TASK STATEMENT: Copy nothing but the text: repeat each entry exactly and drop the images.

=== DATASET EXCERPTS ===

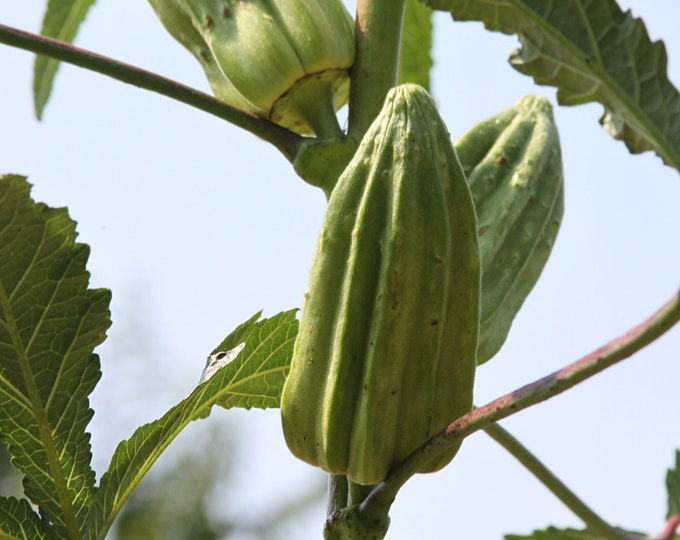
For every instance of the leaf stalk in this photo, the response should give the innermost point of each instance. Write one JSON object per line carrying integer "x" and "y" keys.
{"x": 286, "y": 141}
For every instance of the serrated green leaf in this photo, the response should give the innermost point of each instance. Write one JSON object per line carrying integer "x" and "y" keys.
{"x": 592, "y": 52}
{"x": 673, "y": 487}
{"x": 62, "y": 20}
{"x": 50, "y": 322}
{"x": 19, "y": 521}
{"x": 254, "y": 379}
{"x": 415, "y": 60}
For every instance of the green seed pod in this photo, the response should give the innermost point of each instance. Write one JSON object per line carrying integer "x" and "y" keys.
{"x": 385, "y": 355}
{"x": 514, "y": 168}
{"x": 284, "y": 60}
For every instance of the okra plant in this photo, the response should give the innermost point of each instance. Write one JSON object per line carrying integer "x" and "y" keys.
{"x": 431, "y": 242}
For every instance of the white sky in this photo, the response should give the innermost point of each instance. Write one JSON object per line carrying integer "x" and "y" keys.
{"x": 196, "y": 225}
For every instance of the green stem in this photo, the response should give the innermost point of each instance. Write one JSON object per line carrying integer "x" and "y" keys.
{"x": 594, "y": 522}
{"x": 286, "y": 141}
{"x": 381, "y": 498}
{"x": 378, "y": 36}
{"x": 337, "y": 493}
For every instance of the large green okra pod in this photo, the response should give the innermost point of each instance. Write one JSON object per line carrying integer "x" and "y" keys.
{"x": 513, "y": 165}
{"x": 385, "y": 355}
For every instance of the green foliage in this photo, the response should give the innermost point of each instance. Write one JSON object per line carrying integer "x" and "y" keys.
{"x": 513, "y": 164}
{"x": 62, "y": 20}
{"x": 673, "y": 487}
{"x": 552, "y": 533}
{"x": 591, "y": 51}
{"x": 254, "y": 379}
{"x": 415, "y": 60}
{"x": 50, "y": 322}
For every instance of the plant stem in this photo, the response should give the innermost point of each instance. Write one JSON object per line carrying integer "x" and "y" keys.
{"x": 378, "y": 36}
{"x": 286, "y": 141}
{"x": 381, "y": 498}
{"x": 594, "y": 522}
{"x": 337, "y": 493}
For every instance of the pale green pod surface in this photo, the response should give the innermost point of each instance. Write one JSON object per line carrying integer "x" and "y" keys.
{"x": 385, "y": 355}
{"x": 514, "y": 168}
{"x": 285, "y": 60}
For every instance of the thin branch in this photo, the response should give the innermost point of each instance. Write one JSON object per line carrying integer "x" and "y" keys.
{"x": 522, "y": 454}
{"x": 286, "y": 141}
{"x": 381, "y": 498}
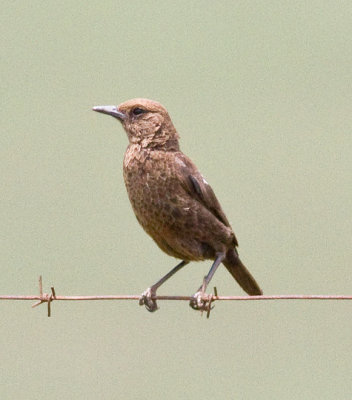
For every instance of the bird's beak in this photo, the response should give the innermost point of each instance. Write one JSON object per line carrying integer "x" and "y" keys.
{"x": 110, "y": 110}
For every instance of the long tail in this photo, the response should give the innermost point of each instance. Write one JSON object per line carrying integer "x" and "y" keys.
{"x": 244, "y": 278}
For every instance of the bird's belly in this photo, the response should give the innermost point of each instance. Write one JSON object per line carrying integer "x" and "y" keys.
{"x": 178, "y": 224}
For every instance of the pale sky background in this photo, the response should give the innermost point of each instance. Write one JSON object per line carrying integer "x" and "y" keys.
{"x": 261, "y": 95}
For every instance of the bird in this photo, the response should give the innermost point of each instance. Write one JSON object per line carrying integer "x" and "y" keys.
{"x": 172, "y": 201}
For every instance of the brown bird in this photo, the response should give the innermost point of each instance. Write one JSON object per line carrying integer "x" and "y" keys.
{"x": 171, "y": 199}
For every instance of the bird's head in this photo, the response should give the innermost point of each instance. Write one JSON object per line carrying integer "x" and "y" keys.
{"x": 146, "y": 122}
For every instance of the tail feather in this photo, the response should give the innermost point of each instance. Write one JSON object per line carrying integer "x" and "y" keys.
{"x": 244, "y": 278}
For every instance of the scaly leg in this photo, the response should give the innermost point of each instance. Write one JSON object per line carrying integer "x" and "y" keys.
{"x": 197, "y": 302}
{"x": 146, "y": 296}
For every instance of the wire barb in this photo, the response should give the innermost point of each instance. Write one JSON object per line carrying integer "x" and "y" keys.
{"x": 207, "y": 299}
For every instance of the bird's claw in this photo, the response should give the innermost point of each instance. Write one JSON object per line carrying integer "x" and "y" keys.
{"x": 200, "y": 301}
{"x": 147, "y": 300}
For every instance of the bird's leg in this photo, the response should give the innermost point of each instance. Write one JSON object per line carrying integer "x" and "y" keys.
{"x": 197, "y": 302}
{"x": 146, "y": 296}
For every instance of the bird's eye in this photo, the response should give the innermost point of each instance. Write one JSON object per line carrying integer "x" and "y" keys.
{"x": 137, "y": 111}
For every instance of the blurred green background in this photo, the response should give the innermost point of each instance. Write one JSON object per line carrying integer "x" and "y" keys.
{"x": 261, "y": 94}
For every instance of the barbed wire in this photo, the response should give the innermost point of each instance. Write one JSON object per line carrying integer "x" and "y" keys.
{"x": 208, "y": 299}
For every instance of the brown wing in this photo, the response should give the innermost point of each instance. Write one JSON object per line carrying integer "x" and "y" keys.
{"x": 195, "y": 184}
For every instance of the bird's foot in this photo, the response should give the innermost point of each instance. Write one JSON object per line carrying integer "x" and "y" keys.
{"x": 147, "y": 300}
{"x": 201, "y": 301}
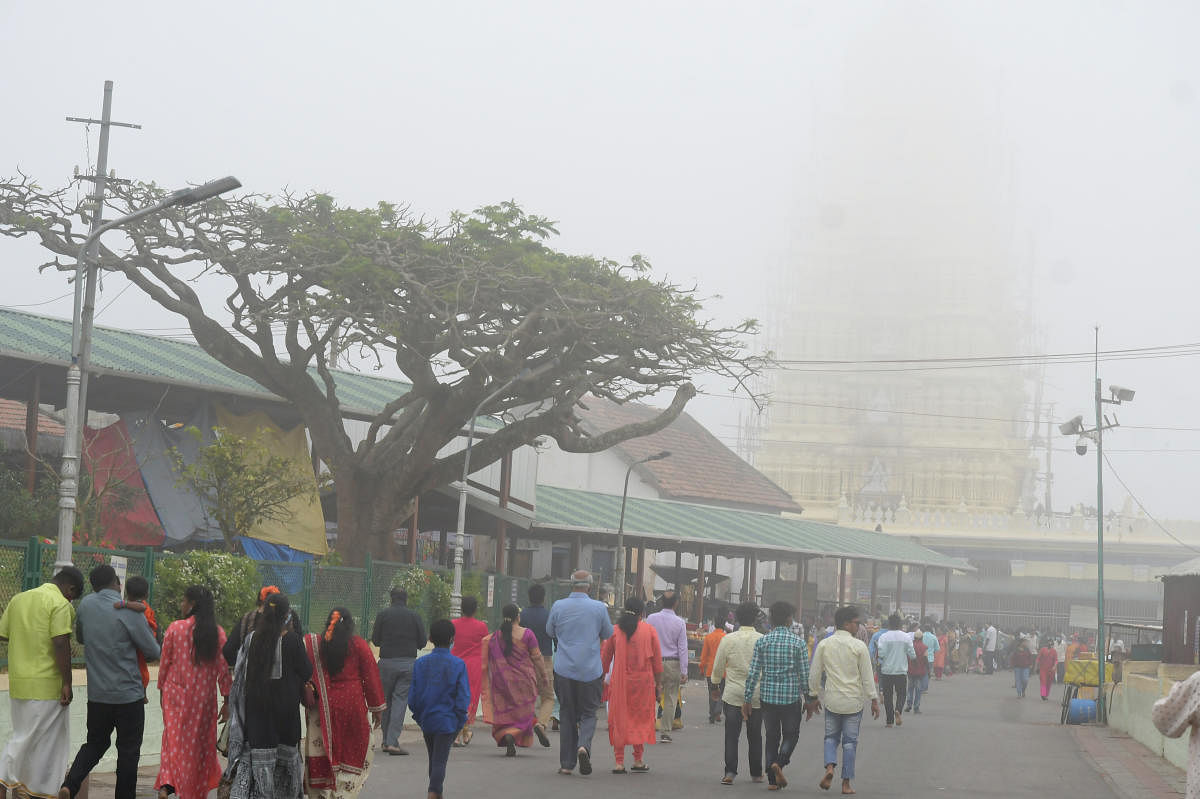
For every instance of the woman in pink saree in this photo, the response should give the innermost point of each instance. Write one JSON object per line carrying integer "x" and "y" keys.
{"x": 514, "y": 674}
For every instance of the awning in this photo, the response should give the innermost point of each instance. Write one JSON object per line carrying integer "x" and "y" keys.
{"x": 665, "y": 522}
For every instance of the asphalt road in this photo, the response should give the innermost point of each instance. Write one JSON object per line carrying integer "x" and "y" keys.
{"x": 973, "y": 738}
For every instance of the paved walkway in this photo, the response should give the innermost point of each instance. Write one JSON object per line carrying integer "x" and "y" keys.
{"x": 972, "y": 739}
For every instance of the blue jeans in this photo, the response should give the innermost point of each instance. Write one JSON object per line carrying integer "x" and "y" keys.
{"x": 917, "y": 685}
{"x": 1021, "y": 674}
{"x": 843, "y": 727}
{"x": 438, "y": 748}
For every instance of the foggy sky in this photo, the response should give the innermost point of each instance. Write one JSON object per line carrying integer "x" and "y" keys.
{"x": 694, "y": 133}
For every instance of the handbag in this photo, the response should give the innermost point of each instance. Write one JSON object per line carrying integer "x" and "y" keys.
{"x": 223, "y": 738}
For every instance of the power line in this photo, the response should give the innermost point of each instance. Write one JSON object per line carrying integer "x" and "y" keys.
{"x": 1138, "y": 503}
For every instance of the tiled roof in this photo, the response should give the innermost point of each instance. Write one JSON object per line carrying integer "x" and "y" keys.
{"x": 45, "y": 340}
{"x": 701, "y": 468}
{"x": 12, "y": 416}
{"x": 675, "y": 522}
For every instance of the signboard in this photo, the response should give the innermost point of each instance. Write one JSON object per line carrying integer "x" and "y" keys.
{"x": 120, "y": 565}
{"x": 1083, "y": 617}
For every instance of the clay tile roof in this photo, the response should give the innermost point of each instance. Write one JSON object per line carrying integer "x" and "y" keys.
{"x": 701, "y": 468}
{"x": 12, "y": 416}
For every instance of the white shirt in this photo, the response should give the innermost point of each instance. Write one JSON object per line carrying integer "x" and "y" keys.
{"x": 849, "y": 678}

===

CORRECT RESPONSE:
For every instance of the leaf stalk in this photo, the response should give the innermost point of each instance. Write one JSON object per line carrying integer "x" and "y" keys.
{"x": 286, "y": 141}
For every instance of the serrated green leaf in this photo, the response should give the innermost point of each instance. Write one JSON object per line carrying integer "x" and "y" keys.
{"x": 592, "y": 52}
{"x": 673, "y": 487}
{"x": 62, "y": 20}
{"x": 50, "y": 322}
{"x": 19, "y": 521}
{"x": 254, "y": 379}
{"x": 415, "y": 60}
For every instance of the green seed pod in this photo, the response should give the innermost point of each instance. Write one JSON object per line carrying integer "x" and "y" keys.
{"x": 385, "y": 355}
{"x": 514, "y": 168}
{"x": 284, "y": 60}
For every instance of the okra plant in this photo, the response should give the innermost point of each instance. Write one JSON object per line carrying integer "x" and "y" keys.
{"x": 431, "y": 242}
For every instance of the white sky in this photo, the response should give the innermost point of each instance. Write one JSON object per line carrying integer "x" and "y" keys.
{"x": 196, "y": 225}
For every instance of the green stem in this photo, the response should give the innermost point of each instance. Write one JSON object per line carrying integer "x" and "y" keys.
{"x": 594, "y": 522}
{"x": 286, "y": 141}
{"x": 381, "y": 498}
{"x": 378, "y": 36}
{"x": 337, "y": 493}
For every instance of the large green okra pod in this photo, the response should give the innermost point of each instance. Write one JSON object per line carrying integer "x" and "y" keys.
{"x": 513, "y": 165}
{"x": 385, "y": 355}
For every instance of the green foliage in this photo, the response should give the innermost point of each instance. Write one JSON object per line carrying integer "x" and "y" keys.
{"x": 513, "y": 164}
{"x": 62, "y": 20}
{"x": 673, "y": 487}
{"x": 552, "y": 533}
{"x": 591, "y": 51}
{"x": 254, "y": 379}
{"x": 415, "y": 60}
{"x": 50, "y": 322}
For every instance of the plant stem in this photo, the response should give the innermost point of each instance. Write one JSON object per line carrying integer "x" and "y" keys.
{"x": 378, "y": 36}
{"x": 286, "y": 141}
{"x": 381, "y": 498}
{"x": 594, "y": 522}
{"x": 337, "y": 493}
For every instance of the pale green pod surface in this photo, the response should give the innermost point of each instance. Write one JSON object per line carrying integer "x" and "y" keys.
{"x": 385, "y": 355}
{"x": 514, "y": 168}
{"x": 285, "y": 60}
For every instance of the thin branch in this photo, the response should give the innermost point of each instance. Write one JSON object per line carrying integer "x" and "y" keys.
{"x": 522, "y": 454}
{"x": 286, "y": 141}
{"x": 381, "y": 498}
For every instance of the bird's beak in this photo, the response should give the innermost point of each instance. Write one JSON object per line carrying integer "x" and "y" keys.
{"x": 110, "y": 110}
For every instance of the long tail in this photo, the response should give the innermost point of each instance. Write one JSON object per line carrying integer "x" and "y" keys.
{"x": 244, "y": 278}
For every instance of the bird's belly in this photo, the response should give the innermost point of each instance. Write one JSON object per line carrying integer "x" and "y" keys.
{"x": 178, "y": 224}
For every instance of the pale sky background in this photo, the response should give the innermost point of each instance. Write one JSON object per line carrying integer "x" and "y" keys.
{"x": 261, "y": 95}
For every instance of the bird in this photo, the response should give the innermost point of each instance. Write one JSON object per line carrying integer "x" and "y" keys.
{"x": 172, "y": 201}
For every instance of the brown bird in this photo, the response should give the innermost point of each instance. Write one JSON object per line carrying integer "x" and "y" keys.
{"x": 171, "y": 199}
For every instance of the bird's head in this photo, the response should give the innermost point of each instance. Write one JSON object per line carrying integer "x" and "y" keys.
{"x": 146, "y": 122}
For every instance of the tail feather in this photo, the response should give the innermost point of each instance. Write one JSON object per line carrying integer "x" and "y" keys.
{"x": 244, "y": 278}
For every instance of the scaly leg in this photo, the response should give the innermost point of each instance. Write one JSON object per line carrying integer "x" and "y" keys.
{"x": 197, "y": 302}
{"x": 146, "y": 296}
For every instance of the wire barb in this photo, the response should give the innermost point of each instance. Write one JSON object per line carrying integer "x" and "y" keys.
{"x": 207, "y": 299}
For every instance of the bird's claw in this photo, the response should give the innermost point of each instance. Write one JSON object per line carrying integer "x" and "y" keys.
{"x": 200, "y": 301}
{"x": 147, "y": 300}
For every instance of the bird's leg in this photo, the response should give the innermost point of each instance. Write one JSON object per line carrying integer "x" and "y" keys.
{"x": 197, "y": 302}
{"x": 146, "y": 296}
For every instance of the bird's eye in this photo, the response should give the innermost point of each instance. Write one JSON object per line carrying integer "x" and "y" keys.
{"x": 137, "y": 111}
For every instance of the blurred green background in this photo, the response should give the innermost point of each instance. Write one JSON object per line carrying integer "x" and "y" keys.
{"x": 261, "y": 94}
For every instance of the barbed wire in this photo, the response should give the innermost point of each instance. Write one JSON object per line carrying integer "x" and "y" keys.
{"x": 208, "y": 299}
For every instance of the brown wing in this photo, the response should give the innermost point of each instance. Write one JSON object per line carrying integer "x" and "y" keys.
{"x": 195, "y": 184}
For every instance of the bird's foot in this photo, the response should give the innermost point of each instance. Write one JSON object per line carrying integer "x" and "y" keys.
{"x": 147, "y": 300}
{"x": 201, "y": 301}
For every instance of the woman in pink saree in this photo, the response should give the innermost point of each instance. Write one JSON object per line carrying integer "x" and "y" keys.
{"x": 514, "y": 674}
For every instance of the awning in this photo, the response should give the innermost point of each instance. Write one JSON object per line carrying integer "x" and "y" keys.
{"x": 665, "y": 522}
For every instance of the asphalt road in this photo, the response should give the innermost point of each instance. Write one JSON object per line carrying integer "x" and "y" keys.
{"x": 973, "y": 738}
For every instance of the paved walkway in this photo, the response should give the innermost point of each instance. Write one JSON object per line carrying integer "x" and "y" keys.
{"x": 972, "y": 739}
For every instance of the blue jeans in this photo, the response should give the innermost point of each instance. Write one JSON object per line carrying integer "x" and "y" keys.
{"x": 917, "y": 685}
{"x": 1021, "y": 674}
{"x": 843, "y": 727}
{"x": 438, "y": 748}
For every instance of the foggy sky in this photo, the response should give the innermost point of each instance. Write one JSON object per line carrying integer "x" and "y" keys.
{"x": 694, "y": 133}
For every instance of the handbag in this photo, the response should give the innermost point of each instance. Write one JSON object per line carrying integer "x" and "y" keys.
{"x": 223, "y": 738}
For every instance of the power line in this photo, the response should give the innermost point of each instance. Write one JSON object per line carrying integer "x" and "y" keys.
{"x": 1138, "y": 503}
For every instance of the tiled roof in this photo, the response should give the innermost point of each instance. Write one JSON object per line carrying integer "x" and "y" keys.
{"x": 45, "y": 340}
{"x": 701, "y": 468}
{"x": 12, "y": 416}
{"x": 675, "y": 522}
For every instance of the signboard in this photo, the response should give the innermost point of each instance. Write one JSON object per line carrying integer "x" and "y" keys.
{"x": 120, "y": 565}
{"x": 1083, "y": 617}
For every instance of the clay tile roof in this photo, the response should give the innermost point of each instance. Write one JSON object per line carrying integer "x" and "y" keys.
{"x": 701, "y": 468}
{"x": 12, "y": 416}
For every instance of the white shirt in this photo, the response should give the innermost point of each instance. Write one JSON object per line carrying integer "x" and "y" keys.
{"x": 849, "y": 678}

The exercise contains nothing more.